• TASK
Give back exactly the line containing "Extract pectoral fin" together with all the lines after it, ending at the final line below.

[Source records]

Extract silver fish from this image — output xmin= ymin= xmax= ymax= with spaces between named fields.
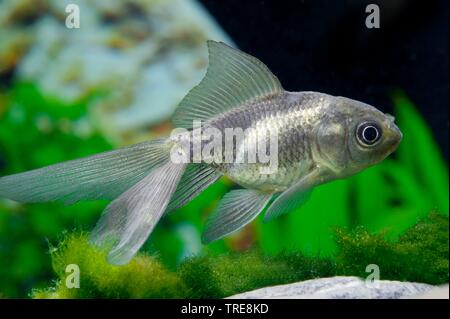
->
xmin=0 ymin=41 xmax=402 ymax=265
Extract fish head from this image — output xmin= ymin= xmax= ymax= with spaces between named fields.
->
xmin=315 ymin=96 xmax=402 ymax=177
xmin=334 ymin=96 xmax=403 ymax=174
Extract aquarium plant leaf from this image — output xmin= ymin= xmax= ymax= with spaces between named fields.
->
xmin=392 ymin=91 xmax=449 ymax=214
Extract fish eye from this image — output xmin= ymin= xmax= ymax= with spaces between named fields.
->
xmin=356 ymin=121 xmax=382 ymax=147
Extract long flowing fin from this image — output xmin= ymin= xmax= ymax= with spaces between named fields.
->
xmin=264 ymin=169 xmax=321 ymax=222
xmin=202 ymin=189 xmax=273 ymax=244
xmin=0 ymin=139 xmax=170 ymax=204
xmin=90 ymin=161 xmax=187 ymax=265
xmin=165 ymin=164 xmax=222 ymax=213
xmin=172 ymin=41 xmax=283 ymax=129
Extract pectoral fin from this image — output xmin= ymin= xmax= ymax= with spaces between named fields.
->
xmin=263 ymin=168 xmax=322 ymax=222
xmin=202 ymin=189 xmax=273 ymax=244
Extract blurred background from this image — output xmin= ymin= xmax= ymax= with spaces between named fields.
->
xmin=0 ymin=0 xmax=448 ymax=298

• OUTPUT OF THE TASK
Extract pectoral fin from this image — output xmin= ymin= xmax= ymax= with spaces between named fields.
->
xmin=263 ymin=168 xmax=322 ymax=222
xmin=202 ymin=189 xmax=273 ymax=244
Extract blurred background from this image — output xmin= ymin= xmax= ymax= with spaces between named fields.
->
xmin=0 ymin=0 xmax=448 ymax=298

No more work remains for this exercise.